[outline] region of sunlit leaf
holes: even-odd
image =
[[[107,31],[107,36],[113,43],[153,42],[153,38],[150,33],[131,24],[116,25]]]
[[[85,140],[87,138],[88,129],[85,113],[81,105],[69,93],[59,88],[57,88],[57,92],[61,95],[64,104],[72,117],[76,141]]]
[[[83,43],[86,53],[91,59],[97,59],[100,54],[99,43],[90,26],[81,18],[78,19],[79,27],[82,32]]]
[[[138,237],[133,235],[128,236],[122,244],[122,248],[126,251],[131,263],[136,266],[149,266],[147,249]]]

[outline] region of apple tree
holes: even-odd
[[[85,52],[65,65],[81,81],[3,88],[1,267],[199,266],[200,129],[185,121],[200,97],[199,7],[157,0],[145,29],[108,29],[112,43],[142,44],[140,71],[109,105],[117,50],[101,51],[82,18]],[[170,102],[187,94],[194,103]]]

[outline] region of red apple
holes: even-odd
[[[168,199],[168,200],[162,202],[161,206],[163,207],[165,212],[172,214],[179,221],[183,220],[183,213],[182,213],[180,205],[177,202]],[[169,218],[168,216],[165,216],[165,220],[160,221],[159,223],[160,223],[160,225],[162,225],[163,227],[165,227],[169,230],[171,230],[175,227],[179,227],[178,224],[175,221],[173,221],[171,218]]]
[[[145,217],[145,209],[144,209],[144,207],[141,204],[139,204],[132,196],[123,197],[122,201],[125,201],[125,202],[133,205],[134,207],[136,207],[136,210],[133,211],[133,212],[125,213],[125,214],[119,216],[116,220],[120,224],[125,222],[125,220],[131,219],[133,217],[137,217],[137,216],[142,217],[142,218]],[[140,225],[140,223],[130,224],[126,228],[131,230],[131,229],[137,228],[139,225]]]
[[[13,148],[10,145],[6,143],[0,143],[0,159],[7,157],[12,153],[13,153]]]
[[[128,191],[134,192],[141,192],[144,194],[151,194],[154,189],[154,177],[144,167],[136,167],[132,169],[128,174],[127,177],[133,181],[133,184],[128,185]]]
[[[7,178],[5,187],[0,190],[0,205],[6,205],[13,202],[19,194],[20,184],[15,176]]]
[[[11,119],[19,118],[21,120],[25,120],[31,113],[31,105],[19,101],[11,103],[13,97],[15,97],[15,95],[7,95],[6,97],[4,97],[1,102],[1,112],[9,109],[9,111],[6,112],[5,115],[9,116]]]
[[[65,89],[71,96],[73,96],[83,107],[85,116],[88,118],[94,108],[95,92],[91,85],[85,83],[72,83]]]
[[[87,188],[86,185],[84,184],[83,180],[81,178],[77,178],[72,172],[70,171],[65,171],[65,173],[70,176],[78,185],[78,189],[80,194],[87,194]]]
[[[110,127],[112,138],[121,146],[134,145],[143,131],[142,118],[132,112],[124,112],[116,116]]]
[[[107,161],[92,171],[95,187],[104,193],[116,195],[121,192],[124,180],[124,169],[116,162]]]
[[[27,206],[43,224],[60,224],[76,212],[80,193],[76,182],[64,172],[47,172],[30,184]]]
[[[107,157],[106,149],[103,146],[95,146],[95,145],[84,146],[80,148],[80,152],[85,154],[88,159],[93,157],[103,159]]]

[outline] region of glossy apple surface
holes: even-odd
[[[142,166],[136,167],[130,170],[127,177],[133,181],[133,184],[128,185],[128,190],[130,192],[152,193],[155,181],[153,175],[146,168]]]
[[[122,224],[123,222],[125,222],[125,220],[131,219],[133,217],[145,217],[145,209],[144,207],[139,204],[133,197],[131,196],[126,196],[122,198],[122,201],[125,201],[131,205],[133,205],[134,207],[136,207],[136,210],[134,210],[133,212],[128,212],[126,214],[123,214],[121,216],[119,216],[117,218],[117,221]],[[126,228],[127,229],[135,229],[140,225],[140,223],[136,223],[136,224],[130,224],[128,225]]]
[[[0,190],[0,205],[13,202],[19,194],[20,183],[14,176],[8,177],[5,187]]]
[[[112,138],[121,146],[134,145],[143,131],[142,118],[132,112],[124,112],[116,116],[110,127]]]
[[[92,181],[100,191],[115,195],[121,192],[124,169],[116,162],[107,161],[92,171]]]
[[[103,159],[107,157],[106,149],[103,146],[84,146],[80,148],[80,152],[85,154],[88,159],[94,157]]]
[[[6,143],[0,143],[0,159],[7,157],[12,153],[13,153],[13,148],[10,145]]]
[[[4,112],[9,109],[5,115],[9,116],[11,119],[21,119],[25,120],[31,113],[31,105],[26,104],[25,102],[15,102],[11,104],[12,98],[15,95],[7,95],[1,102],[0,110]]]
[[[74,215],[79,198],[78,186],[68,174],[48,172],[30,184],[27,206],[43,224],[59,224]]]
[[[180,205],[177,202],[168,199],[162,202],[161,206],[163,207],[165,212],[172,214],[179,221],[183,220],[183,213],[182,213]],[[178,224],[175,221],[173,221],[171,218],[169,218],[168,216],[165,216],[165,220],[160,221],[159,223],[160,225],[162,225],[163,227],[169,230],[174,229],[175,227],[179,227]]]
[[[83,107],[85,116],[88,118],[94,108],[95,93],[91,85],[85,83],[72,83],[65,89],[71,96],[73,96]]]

========

» Exercise prompt
The answer must consist of every line from the entries that holds the string "outline".

» Output of the exercise
[outline] region of sunlit leaf
[outline] region of apple tree
[outline] region of red apple
[outline] region of glossy apple surface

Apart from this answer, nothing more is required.